What to produce → Pick out every line in the rows below that contains the word "face", and copy each one. Case counts.

Records to use →
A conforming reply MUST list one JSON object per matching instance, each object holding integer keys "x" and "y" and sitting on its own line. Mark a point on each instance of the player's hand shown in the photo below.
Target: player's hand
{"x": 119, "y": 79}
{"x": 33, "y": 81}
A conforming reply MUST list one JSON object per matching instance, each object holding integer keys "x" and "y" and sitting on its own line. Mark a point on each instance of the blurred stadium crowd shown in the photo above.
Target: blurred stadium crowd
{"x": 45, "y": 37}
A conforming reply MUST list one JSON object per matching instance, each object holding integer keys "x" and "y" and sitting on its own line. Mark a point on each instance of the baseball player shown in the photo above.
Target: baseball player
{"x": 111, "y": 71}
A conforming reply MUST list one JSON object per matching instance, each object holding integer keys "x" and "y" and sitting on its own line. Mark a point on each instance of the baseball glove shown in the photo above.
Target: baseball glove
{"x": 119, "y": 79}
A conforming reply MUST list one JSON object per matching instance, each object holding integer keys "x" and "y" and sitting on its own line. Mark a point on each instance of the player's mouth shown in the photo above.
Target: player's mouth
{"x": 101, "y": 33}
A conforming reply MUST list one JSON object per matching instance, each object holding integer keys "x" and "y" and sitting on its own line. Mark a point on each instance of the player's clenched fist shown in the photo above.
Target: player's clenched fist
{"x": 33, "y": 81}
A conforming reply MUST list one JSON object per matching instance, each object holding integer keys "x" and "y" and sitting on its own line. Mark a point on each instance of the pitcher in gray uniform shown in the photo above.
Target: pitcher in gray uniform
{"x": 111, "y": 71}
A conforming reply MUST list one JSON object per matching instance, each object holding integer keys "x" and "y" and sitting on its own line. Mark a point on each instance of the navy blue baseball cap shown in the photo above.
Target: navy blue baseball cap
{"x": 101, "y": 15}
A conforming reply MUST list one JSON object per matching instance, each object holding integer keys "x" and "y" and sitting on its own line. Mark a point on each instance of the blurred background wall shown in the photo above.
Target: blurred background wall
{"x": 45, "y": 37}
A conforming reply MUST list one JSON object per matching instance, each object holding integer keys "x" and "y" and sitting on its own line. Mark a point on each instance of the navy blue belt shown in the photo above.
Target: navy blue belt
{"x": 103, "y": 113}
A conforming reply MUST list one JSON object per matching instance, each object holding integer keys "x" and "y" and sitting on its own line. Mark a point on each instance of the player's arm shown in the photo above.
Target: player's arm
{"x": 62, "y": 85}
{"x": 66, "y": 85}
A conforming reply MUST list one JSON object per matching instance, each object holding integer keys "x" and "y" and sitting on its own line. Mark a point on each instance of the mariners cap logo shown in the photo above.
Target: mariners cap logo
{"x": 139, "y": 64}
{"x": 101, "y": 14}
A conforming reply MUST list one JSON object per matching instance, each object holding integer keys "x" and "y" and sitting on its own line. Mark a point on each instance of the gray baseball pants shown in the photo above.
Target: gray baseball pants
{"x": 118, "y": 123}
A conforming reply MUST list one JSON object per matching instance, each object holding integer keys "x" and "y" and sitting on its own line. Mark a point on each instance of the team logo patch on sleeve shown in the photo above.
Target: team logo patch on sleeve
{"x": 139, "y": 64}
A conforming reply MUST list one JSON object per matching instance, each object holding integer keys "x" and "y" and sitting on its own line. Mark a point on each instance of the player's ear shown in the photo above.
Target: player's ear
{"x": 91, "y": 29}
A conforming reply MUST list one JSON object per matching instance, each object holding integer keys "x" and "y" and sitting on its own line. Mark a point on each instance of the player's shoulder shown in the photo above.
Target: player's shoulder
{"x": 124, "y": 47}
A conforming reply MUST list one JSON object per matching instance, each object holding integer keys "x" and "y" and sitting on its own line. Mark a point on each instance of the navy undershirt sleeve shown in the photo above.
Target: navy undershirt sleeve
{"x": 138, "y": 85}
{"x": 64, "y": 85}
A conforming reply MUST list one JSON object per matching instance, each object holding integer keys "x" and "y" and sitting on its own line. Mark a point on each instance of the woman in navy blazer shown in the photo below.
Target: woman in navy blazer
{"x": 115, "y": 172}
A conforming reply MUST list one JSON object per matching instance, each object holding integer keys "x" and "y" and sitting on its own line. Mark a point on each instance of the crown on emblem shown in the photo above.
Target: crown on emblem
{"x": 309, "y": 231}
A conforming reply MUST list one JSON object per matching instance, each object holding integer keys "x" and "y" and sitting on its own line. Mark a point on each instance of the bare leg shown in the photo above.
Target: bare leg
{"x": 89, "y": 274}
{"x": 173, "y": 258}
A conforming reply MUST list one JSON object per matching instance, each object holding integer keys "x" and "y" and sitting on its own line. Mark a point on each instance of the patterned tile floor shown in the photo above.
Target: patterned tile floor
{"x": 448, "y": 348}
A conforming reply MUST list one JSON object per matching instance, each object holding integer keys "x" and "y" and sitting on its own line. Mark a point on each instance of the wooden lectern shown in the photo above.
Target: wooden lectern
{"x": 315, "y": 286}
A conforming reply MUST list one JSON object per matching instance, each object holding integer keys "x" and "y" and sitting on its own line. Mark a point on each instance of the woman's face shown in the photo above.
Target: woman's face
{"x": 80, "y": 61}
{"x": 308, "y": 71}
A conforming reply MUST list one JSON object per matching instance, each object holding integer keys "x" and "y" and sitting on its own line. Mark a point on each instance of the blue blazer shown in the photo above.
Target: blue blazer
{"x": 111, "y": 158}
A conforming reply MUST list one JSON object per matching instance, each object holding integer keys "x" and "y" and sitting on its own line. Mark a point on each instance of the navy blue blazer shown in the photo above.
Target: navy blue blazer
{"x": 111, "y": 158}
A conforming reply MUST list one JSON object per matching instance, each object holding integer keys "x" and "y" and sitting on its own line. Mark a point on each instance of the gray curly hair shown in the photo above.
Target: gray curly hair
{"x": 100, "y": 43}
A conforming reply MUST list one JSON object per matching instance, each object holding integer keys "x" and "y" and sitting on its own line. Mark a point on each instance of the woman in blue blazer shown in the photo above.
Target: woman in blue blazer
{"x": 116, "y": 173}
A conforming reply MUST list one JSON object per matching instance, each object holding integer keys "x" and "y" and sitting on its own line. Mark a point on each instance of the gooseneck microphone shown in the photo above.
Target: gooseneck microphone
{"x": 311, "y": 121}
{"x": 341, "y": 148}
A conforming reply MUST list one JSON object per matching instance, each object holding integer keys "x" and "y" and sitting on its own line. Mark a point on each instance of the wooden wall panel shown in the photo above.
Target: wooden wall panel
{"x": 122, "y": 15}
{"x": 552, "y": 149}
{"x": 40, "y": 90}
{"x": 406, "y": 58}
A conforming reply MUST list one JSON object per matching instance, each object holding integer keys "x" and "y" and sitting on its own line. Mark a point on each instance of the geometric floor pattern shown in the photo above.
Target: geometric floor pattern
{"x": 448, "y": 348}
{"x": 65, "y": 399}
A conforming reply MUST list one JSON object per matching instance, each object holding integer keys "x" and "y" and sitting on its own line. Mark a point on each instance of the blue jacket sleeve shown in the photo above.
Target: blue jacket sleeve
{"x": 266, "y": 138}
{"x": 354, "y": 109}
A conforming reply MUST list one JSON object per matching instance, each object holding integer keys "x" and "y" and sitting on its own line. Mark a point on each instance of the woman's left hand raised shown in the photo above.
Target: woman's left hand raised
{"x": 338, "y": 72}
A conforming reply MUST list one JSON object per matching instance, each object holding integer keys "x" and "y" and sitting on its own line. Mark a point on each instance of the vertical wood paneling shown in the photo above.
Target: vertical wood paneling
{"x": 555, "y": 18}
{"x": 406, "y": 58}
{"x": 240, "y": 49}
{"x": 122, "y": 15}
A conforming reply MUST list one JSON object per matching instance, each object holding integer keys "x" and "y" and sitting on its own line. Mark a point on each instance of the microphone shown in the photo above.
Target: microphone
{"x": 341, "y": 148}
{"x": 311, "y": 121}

---

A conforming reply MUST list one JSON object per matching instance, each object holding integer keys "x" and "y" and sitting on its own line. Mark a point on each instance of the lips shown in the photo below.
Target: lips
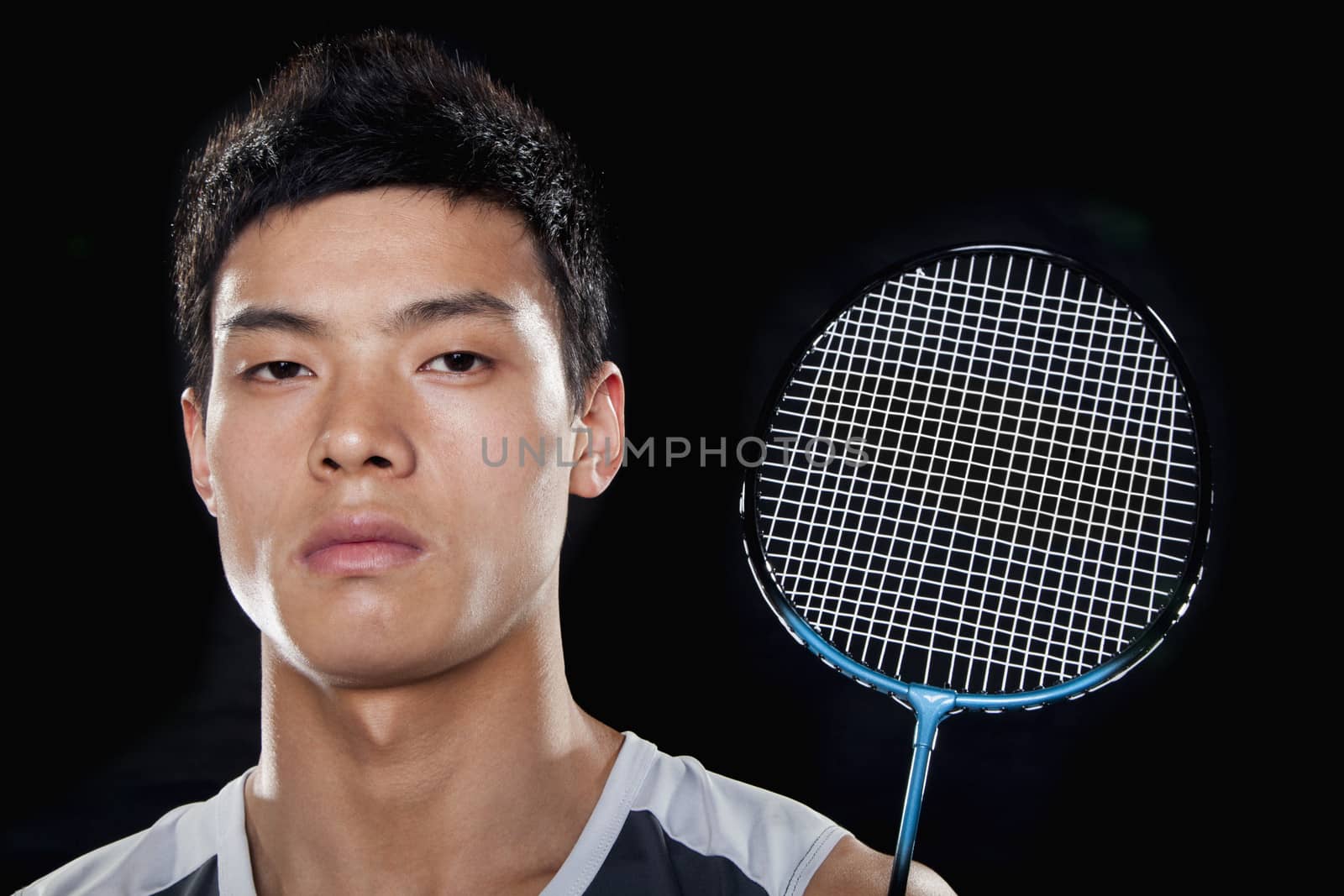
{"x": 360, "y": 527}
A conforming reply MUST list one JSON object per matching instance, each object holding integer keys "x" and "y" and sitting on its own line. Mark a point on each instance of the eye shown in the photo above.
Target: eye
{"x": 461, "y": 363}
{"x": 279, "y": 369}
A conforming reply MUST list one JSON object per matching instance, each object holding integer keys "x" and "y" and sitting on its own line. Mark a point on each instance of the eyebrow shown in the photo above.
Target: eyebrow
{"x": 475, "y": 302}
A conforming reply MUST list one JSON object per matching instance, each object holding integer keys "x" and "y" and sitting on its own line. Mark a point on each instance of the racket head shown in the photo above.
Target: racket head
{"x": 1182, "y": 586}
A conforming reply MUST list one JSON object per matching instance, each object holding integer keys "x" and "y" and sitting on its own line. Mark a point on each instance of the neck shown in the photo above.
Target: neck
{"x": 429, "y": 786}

Written reply →
A conforming reply MUST list one JSON object per matching instance, each object holding integer keys "x" and "y" and sitting on its own line. Mark a point on each instance of the woman's face shown in the photo above.
Target: woman's face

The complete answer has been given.